— Start —
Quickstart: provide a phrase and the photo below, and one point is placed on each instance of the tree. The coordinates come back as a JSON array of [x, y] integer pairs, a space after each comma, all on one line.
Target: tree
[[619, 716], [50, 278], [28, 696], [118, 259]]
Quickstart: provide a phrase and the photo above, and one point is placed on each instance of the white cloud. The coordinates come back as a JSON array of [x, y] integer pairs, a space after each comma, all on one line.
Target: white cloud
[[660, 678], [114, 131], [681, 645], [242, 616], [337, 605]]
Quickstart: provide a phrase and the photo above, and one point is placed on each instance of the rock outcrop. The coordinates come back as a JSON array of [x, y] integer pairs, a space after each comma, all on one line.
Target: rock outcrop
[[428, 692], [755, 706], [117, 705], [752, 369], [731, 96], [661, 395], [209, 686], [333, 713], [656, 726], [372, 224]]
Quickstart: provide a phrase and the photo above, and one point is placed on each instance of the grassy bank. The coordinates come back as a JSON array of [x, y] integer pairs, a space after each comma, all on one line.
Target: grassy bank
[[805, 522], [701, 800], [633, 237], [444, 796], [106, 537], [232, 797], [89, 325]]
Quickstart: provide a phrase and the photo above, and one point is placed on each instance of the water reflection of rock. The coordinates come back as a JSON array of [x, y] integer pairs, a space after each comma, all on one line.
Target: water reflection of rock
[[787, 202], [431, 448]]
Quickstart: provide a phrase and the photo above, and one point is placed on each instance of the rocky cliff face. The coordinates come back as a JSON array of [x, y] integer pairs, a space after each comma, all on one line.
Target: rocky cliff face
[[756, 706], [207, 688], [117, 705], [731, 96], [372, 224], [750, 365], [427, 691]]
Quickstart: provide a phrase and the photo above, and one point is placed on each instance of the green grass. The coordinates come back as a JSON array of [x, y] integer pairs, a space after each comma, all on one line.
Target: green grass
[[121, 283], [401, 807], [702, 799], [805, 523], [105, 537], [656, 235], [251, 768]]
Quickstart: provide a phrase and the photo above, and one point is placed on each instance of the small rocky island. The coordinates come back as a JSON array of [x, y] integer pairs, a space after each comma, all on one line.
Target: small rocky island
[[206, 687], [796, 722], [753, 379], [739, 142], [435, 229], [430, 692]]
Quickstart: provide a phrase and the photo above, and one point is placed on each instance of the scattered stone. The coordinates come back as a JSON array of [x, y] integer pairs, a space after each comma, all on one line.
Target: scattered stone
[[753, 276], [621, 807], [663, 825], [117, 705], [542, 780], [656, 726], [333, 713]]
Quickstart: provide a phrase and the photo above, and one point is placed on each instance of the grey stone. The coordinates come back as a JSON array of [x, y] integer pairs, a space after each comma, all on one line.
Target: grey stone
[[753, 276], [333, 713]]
— End —
**AIM:** Arrange the entries above as a two-column CSV with the header entry_text,answer and one row per entry. Put each entry's text and its answer in their own quoted fields, with line breaks replaced by spaces.

**EXERCISE OUTPUT:**
entry_text,answer
"Quickstart: provide a phrase and the photo below, and one point is placed on each instance of the tree. The coordinates come back as a JSON array of [x, y] integer pairs, a space after each comma, all on one line. Target: tree","[[619, 716], [50, 278], [28, 696], [118, 259]]"
"Quickstart: provide a phrase and the photo above, and one point is placed on each instance of the white cloud. The coordinates come back as a JSON array of [x, y] integer pairs, a space after each comma, all on one line. Target: white cloud","[[660, 678], [114, 131], [681, 645], [242, 616], [337, 605]]"
"Quickstart: provide a phrase and the photo above, and one point is placed on each instance of the rock outcrop. The coordinates come back as a JSON array of [x, y] integer pairs, a space after each comma, all on one line. Target: rock outcrop","[[428, 692], [755, 706], [117, 705], [752, 369], [731, 96], [661, 395], [209, 686], [333, 713], [656, 726], [372, 224]]"
"Quickstart: provide a phrase and the photo above, and one point is placed on each instance of the grassy bank. The coordinates come back as a JSON array of [x, y] integer pairs, a space after each comma, all on one line. Target: grassy bank","[[805, 522], [701, 800], [633, 237], [444, 796], [106, 537], [232, 797], [89, 325]]"
"Quickstart: provide a phrase and the photo above, and one point is placed on each instance of the water reflection of rock. The coordinates come back as a JSON array of [x, y] integer pairs, a space after each comma, all on one line. Target: water reflection of rock","[[787, 202], [431, 448]]"
"Quickstart: provide a phrase and the photo above, and one point is placed on each instance of the rocky cliff face. The coordinates come back as a JSON array of [x, y] integer pairs, a space after each comma, all on one line. Target: rocky cliff face","[[756, 706], [207, 688], [117, 705], [731, 96], [372, 224], [750, 365], [427, 691]]"
"Quickstart: provide a phrase and the photo above, and one point is placed on each instance of the green grass. The coordinates come back as a JSON array of [x, y] integer pairs, a space after each comma, all on one line. Target: green grass","[[121, 283], [401, 807], [702, 799], [805, 523], [105, 537], [656, 235], [251, 768]]"
"Quickstart: provide a phrase and the photo above, and one point is placed on each instance of the small rocky island. The coordinates come back as a JSON array of [x, y] integer pairs, a space after each comma, all on one line. Target: small rocky island","[[206, 687], [796, 722], [753, 379], [739, 142], [435, 229], [430, 692]]"
"Quickstart: provide a phrase and the photo above, and one point is placed on each instance of the scattered stone. The coordinates come back as a JSON array of [x, y] integer pairs, a space after each comma, all on one line. Target: scattered stone","[[753, 276], [621, 807], [663, 825], [117, 705], [542, 780], [656, 726], [333, 713]]"
"Quickstart: provide a phrase and the photo above, and one point is placed on each instance of the grey stone. The coordinates come back as a JSON array of [x, y] integer pairs, a space after each comma, all on one line. Target: grey stone","[[753, 276], [333, 713]]"